- What you should do
Rewrite the entries as a Markdown table with the columns Row and Line, where Row holds a row number and Line holds the line itself. Begin at the line that contains "Objective — one dot per instance of the silhouetted", stop after the line that contains "[[298, 187], [409, 367], [268, 206], [304, 150], [235, 168]]", and leave out any blank lines.

** Start Listed entries **

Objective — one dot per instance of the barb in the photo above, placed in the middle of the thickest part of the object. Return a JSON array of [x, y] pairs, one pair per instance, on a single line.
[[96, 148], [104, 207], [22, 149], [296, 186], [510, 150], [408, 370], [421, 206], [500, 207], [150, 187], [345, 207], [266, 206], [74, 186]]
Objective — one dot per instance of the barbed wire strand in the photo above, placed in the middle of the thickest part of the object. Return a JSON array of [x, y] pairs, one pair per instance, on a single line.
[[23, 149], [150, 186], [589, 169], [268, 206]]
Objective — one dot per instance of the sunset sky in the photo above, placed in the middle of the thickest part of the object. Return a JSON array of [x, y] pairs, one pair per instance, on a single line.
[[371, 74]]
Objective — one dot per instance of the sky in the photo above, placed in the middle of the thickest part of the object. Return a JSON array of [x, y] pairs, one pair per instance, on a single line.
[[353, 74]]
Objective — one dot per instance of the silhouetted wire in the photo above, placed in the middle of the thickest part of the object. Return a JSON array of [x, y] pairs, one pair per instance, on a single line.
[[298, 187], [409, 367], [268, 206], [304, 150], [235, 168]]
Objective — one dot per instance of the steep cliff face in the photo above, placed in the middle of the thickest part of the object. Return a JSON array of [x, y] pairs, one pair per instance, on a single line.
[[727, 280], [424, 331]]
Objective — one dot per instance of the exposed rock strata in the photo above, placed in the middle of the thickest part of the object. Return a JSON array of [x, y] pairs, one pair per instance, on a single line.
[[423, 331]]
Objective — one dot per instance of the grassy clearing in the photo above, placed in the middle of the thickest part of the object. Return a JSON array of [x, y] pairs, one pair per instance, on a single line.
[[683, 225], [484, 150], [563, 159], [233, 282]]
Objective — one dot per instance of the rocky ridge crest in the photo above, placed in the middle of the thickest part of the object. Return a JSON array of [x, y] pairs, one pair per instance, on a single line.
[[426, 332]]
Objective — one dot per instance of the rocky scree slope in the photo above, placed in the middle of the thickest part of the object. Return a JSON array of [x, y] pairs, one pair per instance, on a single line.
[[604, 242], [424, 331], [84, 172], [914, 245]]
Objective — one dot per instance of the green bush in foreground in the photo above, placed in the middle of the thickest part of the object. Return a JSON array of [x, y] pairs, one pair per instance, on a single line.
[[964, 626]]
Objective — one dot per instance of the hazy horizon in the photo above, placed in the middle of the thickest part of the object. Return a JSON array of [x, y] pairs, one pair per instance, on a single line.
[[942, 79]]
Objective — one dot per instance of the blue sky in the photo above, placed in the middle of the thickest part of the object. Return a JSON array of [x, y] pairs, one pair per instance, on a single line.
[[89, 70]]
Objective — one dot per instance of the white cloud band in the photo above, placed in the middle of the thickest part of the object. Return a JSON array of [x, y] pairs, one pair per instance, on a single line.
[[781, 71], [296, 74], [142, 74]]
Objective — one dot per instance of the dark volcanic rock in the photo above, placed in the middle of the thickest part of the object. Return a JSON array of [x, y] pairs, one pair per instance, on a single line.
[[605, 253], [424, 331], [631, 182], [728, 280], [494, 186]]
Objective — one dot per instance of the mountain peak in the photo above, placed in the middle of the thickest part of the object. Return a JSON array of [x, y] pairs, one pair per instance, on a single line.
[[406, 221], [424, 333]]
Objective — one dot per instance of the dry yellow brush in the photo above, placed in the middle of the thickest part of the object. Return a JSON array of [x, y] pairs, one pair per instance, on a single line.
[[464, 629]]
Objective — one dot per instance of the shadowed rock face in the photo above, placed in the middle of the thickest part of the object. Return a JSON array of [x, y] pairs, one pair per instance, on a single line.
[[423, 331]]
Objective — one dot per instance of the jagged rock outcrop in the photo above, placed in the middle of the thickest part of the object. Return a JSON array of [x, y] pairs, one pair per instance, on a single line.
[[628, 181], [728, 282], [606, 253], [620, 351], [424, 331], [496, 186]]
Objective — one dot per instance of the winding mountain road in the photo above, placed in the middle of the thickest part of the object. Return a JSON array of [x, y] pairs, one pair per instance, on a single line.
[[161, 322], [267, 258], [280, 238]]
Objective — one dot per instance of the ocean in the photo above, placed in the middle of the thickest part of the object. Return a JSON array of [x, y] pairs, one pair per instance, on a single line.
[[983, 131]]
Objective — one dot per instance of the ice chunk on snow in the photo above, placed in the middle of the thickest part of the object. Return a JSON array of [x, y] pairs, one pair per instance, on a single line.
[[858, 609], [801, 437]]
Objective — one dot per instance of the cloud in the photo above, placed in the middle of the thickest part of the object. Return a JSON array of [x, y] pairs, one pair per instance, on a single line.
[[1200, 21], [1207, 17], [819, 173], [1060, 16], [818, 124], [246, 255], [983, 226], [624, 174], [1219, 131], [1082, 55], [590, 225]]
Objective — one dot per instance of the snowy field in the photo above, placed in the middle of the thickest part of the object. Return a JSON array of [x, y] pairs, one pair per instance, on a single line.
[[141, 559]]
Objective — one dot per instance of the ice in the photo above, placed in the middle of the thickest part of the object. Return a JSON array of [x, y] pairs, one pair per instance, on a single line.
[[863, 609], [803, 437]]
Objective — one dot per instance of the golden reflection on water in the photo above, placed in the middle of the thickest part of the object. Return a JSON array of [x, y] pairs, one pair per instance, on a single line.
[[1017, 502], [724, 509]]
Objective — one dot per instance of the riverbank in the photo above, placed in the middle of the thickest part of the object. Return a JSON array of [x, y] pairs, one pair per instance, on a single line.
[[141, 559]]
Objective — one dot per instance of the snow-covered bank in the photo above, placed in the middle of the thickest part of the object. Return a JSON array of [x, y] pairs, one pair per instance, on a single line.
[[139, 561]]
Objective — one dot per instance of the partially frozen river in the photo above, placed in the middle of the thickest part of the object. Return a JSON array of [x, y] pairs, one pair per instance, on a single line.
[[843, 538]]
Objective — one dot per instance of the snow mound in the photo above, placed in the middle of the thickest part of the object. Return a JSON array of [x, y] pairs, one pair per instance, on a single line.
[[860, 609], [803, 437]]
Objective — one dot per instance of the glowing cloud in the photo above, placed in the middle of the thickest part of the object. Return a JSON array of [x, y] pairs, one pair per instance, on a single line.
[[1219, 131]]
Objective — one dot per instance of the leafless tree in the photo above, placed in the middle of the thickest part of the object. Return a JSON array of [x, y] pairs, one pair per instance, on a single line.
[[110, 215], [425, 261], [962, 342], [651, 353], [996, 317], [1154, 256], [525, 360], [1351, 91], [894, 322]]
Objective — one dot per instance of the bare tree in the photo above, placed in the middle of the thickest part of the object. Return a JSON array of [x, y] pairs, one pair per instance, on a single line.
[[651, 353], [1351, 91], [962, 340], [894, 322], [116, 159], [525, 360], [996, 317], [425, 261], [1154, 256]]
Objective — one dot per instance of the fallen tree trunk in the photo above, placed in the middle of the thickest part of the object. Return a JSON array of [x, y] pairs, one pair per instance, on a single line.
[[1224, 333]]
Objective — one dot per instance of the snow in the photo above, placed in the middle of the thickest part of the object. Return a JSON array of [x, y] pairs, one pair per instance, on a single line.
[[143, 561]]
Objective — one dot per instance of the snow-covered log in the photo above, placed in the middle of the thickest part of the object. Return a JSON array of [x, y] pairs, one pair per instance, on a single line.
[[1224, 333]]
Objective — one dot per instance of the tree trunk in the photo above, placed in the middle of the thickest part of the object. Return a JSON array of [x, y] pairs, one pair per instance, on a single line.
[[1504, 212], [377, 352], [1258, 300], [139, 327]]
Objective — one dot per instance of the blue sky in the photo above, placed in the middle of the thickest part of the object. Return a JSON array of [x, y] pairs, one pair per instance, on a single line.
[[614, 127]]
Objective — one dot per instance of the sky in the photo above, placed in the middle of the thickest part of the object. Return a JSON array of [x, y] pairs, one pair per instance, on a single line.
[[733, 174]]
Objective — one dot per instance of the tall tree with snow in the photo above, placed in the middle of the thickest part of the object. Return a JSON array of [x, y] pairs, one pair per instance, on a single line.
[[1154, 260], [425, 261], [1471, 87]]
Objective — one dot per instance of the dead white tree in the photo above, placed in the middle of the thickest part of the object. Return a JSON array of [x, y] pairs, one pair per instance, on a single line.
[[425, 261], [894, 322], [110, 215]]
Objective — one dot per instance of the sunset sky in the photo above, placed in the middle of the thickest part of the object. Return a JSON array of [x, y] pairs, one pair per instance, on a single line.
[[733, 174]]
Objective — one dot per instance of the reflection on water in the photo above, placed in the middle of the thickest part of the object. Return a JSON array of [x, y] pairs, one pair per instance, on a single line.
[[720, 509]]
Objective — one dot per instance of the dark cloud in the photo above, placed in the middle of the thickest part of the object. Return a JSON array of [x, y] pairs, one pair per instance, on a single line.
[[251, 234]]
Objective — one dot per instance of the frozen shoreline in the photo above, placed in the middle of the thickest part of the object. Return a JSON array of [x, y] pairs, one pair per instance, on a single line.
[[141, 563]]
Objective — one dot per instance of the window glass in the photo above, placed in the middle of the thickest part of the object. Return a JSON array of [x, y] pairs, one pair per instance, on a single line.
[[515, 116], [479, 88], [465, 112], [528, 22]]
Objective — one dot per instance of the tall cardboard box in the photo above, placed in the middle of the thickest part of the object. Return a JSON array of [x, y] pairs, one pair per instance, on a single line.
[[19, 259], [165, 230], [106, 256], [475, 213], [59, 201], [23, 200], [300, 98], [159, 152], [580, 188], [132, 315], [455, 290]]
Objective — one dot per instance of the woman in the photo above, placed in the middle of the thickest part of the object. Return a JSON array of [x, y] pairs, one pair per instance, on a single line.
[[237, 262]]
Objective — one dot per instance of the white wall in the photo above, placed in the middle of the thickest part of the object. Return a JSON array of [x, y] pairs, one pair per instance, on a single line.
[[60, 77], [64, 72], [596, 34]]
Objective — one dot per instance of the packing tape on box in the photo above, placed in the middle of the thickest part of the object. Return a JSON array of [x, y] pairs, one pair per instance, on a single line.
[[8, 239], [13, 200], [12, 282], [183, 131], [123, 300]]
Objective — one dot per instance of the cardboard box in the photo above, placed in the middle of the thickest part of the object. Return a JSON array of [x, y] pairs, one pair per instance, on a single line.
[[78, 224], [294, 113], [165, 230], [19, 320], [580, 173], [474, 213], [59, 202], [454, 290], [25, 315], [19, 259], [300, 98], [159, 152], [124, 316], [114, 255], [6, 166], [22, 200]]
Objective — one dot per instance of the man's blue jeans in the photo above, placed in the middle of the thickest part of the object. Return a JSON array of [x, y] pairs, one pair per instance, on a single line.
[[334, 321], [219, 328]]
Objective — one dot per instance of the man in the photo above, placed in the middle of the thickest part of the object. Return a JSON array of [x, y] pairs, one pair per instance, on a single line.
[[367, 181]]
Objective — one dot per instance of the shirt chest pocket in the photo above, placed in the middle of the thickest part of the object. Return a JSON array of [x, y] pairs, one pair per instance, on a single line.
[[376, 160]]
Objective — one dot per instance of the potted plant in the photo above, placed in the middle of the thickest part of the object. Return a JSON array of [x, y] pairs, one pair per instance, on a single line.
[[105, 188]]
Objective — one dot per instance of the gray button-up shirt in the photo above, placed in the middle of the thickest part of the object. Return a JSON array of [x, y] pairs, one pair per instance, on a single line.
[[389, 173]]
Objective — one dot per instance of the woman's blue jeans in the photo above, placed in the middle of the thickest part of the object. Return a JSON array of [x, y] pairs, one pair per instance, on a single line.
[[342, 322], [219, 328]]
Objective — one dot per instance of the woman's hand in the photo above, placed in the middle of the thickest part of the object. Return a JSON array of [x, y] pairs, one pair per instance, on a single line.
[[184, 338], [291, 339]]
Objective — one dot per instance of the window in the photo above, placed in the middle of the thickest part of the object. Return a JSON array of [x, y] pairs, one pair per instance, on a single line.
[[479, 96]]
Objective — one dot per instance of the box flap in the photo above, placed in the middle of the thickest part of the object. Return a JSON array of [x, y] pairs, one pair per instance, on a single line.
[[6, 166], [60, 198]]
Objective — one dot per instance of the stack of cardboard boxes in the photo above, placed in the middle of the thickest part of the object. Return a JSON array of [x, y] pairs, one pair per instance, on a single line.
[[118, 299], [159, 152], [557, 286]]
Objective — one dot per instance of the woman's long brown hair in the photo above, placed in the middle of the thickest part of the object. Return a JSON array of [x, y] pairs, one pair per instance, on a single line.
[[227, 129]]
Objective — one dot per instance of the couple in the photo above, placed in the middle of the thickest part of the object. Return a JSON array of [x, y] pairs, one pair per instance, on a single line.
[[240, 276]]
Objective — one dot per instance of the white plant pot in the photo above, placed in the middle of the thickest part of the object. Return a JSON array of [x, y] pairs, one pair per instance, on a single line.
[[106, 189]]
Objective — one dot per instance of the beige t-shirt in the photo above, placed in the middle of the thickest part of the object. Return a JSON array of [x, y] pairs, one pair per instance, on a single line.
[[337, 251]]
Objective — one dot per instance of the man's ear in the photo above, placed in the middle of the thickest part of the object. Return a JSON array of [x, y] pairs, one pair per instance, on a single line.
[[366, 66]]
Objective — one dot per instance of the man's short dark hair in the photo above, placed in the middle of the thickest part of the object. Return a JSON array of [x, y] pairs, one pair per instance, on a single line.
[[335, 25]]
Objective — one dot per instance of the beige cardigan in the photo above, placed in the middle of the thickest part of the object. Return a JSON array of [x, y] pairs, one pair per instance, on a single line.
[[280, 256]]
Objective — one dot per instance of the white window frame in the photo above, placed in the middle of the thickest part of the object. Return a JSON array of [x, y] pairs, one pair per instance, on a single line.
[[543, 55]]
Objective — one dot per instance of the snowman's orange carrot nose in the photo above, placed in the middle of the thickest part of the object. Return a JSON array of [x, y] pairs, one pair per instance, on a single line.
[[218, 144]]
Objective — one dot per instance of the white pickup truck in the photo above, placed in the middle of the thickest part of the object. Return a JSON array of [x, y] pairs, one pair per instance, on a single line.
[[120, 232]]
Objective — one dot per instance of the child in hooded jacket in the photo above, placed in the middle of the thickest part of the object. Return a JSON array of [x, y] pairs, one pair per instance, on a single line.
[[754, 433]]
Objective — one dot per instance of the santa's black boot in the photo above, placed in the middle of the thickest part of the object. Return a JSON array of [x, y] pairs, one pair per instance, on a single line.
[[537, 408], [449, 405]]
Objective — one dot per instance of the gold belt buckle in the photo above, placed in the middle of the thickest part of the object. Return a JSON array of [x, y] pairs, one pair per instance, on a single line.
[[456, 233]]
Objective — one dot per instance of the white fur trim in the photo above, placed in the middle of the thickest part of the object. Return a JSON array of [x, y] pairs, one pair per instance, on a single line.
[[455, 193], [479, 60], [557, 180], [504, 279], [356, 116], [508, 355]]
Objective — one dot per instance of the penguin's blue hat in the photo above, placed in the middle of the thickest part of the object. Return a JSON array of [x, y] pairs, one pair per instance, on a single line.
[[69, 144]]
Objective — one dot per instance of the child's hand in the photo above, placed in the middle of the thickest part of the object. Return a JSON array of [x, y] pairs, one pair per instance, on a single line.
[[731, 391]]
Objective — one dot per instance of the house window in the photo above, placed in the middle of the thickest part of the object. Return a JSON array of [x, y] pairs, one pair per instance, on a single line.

** End Listed entries **

- Reply
| Row | Line |
|---|---|
| 1 | Objective — one dot per instance of the silhouetted wire in the photo above, placed in the middle of the thickest part of the object. Return a JSON array of [x, y] pairs, one pair per instance, on a single line. |
| 2 | [[298, 187], [409, 367], [268, 206], [304, 150], [235, 168]] |